**Exercise input**
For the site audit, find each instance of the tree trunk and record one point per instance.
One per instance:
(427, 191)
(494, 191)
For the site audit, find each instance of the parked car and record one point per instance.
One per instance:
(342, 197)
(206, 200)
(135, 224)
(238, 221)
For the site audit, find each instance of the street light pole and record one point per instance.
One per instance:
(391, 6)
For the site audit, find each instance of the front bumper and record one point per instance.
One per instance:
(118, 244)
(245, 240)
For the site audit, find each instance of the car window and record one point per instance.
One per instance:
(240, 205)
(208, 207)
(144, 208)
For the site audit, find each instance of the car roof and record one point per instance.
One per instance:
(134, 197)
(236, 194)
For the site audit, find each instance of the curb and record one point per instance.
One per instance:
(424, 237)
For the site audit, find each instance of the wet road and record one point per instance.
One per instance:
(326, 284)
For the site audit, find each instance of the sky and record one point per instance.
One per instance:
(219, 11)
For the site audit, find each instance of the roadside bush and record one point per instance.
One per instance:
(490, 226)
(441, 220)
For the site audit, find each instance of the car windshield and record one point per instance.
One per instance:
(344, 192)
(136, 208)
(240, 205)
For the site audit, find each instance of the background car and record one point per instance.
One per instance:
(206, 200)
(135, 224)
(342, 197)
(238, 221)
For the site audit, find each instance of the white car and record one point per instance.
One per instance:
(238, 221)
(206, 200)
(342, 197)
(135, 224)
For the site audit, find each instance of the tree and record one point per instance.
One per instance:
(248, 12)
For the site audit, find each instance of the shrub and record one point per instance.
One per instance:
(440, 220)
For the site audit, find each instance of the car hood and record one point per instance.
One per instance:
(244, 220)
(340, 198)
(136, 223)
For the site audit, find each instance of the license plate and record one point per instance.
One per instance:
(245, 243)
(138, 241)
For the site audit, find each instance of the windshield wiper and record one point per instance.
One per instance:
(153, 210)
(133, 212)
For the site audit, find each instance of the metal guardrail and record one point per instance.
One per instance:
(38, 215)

**What to produce**
Copy the material from the line with "For the site audit, find each instance of the roadside" through the end, changing "site audit" to "field survey" everywhere and leaving everything else as it is.

**Result of this task**
For the field survey, find each instance of the roadside bush and record one point per instance.
One per instance:
(490, 226)
(441, 220)
For the field survey, find each instance of the car windshield and record one point per instance.
One per instance:
(344, 192)
(136, 208)
(240, 205)
For the field survey, find each instance of the background car and record one point per instance.
One per instance:
(206, 200)
(135, 224)
(342, 197)
(238, 221)
For the field survey, find each instance of the white car and record one point per instance.
One per instance:
(238, 221)
(206, 200)
(342, 197)
(135, 224)
For the field survey, find each instance of the tree and record one point per instance.
One per instance:
(248, 12)
For the field survey, find each instance of the shrub and record one point per instance.
One per instance:
(440, 220)
For the field survey, find each instance of the car hood and record one point per instance.
One per instance:
(244, 220)
(340, 198)
(136, 223)
For the field survey, find each instance of the license plate and record one point per instance.
One per instance:
(245, 243)
(138, 241)
For the field survey, find each instance of the windshield wiper and record one point per instance.
One per instance:
(153, 210)
(133, 212)
For the field survey, find each instance of the metal guardrail and record one point per instance.
One per instance:
(38, 215)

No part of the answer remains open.